#### TASK TO CARRY OUT
Copy out the material word for word, starting with the line that contains "Note to the class: find the white track" and continuing down through the final line of the material, with both of those lines included.
════════════════
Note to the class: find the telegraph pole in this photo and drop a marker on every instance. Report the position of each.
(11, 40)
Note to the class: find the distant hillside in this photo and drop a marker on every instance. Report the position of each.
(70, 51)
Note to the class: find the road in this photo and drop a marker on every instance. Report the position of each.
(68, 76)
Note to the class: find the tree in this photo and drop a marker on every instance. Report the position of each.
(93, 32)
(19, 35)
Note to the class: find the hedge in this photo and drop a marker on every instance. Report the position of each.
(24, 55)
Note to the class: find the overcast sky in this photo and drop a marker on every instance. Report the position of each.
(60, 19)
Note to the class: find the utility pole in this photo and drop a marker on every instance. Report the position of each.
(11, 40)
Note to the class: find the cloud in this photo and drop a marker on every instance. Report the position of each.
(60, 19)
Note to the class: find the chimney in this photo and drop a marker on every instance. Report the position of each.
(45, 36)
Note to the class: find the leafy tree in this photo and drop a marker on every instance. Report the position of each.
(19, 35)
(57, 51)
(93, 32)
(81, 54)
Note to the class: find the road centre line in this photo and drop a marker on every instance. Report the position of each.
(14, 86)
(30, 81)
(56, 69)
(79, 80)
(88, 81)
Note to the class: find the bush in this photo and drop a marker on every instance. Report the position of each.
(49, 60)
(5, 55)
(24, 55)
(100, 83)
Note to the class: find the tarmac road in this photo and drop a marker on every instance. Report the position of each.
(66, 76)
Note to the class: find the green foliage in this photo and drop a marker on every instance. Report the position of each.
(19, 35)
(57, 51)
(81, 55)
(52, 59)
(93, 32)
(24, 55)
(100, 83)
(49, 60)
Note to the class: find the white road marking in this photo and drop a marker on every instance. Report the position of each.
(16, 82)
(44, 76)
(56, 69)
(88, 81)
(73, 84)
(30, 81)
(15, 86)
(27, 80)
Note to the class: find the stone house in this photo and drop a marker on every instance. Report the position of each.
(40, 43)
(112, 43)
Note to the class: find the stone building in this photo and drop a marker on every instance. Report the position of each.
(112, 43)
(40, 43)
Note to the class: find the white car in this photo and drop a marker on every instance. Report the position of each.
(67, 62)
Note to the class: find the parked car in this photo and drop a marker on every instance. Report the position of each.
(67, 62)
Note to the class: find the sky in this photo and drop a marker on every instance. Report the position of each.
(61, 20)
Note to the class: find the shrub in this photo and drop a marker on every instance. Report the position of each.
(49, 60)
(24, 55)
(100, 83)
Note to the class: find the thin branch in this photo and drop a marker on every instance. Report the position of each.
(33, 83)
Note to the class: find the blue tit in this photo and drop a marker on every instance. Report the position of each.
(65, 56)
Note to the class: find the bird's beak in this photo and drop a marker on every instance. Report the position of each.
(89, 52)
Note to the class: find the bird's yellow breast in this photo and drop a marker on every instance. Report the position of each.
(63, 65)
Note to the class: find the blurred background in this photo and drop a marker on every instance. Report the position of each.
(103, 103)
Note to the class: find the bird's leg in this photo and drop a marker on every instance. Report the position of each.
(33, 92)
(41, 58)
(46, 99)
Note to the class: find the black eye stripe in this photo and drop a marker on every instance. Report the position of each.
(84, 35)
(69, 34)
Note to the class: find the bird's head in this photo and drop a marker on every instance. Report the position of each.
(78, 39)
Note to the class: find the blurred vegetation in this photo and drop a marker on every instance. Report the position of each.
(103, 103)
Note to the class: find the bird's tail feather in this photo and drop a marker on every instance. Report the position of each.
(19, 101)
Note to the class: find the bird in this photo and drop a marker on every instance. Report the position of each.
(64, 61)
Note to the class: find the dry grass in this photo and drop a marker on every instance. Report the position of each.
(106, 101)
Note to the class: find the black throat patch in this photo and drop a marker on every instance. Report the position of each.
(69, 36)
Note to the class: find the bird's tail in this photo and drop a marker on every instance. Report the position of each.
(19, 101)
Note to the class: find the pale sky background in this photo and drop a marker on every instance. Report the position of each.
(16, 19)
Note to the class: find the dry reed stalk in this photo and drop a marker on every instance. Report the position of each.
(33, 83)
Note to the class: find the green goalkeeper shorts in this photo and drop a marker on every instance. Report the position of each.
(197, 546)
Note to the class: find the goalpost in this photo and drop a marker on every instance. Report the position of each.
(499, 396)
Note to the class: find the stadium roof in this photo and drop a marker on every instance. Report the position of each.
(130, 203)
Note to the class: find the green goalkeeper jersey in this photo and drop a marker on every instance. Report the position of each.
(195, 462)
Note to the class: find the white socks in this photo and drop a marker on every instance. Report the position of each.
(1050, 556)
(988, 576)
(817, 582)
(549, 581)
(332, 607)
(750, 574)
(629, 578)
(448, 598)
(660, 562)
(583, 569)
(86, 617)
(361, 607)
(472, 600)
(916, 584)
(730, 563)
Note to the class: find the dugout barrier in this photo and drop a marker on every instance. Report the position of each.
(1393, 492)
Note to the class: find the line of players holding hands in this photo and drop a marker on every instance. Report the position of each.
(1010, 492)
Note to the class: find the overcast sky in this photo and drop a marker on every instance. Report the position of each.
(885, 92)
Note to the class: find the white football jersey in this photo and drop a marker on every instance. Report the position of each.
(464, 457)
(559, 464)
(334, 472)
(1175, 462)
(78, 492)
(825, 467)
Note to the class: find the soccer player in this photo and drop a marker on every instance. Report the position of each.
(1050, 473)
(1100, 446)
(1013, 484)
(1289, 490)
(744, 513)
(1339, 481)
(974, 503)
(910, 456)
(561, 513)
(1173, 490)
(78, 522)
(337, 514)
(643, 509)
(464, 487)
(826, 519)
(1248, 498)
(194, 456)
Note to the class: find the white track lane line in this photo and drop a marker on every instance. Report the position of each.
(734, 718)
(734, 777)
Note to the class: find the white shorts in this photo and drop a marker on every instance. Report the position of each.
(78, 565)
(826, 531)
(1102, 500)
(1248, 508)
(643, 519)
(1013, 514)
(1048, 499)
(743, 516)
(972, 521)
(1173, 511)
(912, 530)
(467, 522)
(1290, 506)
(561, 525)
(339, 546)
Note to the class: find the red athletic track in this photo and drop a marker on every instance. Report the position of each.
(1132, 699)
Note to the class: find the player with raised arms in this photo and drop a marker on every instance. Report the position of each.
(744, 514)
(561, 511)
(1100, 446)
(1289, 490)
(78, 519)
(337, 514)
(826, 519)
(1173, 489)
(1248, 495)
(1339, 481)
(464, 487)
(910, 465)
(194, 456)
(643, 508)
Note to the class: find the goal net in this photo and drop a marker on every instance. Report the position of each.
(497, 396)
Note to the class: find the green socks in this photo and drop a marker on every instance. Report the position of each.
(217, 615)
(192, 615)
════════════════
#### WORKED ANSWER
Note to the class: find the white track lane line in this photo and drop a marker on every instance. Report the position of each.
(734, 718)
(734, 777)
Note to the class: find the white shorts in this photo and drop a marker on every instance. Report the position of each.
(78, 565)
(826, 531)
(1102, 500)
(1248, 508)
(643, 519)
(1013, 514)
(1048, 499)
(743, 516)
(972, 521)
(1173, 511)
(912, 530)
(467, 522)
(1290, 506)
(561, 525)
(339, 546)
Note to the class: find the red athletic track in this photo and drop a marker on every instance. Report the position of each.
(1132, 699)
Note to the class: find the player with raised arms in this photo and drop a marker on every instance. Report the position of each.
(744, 514)
(561, 511)
(1100, 446)
(1289, 490)
(78, 519)
(337, 514)
(826, 519)
(1173, 489)
(1248, 495)
(1339, 481)
(464, 487)
(910, 465)
(194, 456)
(643, 508)
Note to the class: find the goal net in this photo and drop a marker on every instance. Report the position of each.
(497, 396)
Note to the class: find the green socks in this photo and drop a marker on every instance. Report the position of each.
(217, 615)
(192, 615)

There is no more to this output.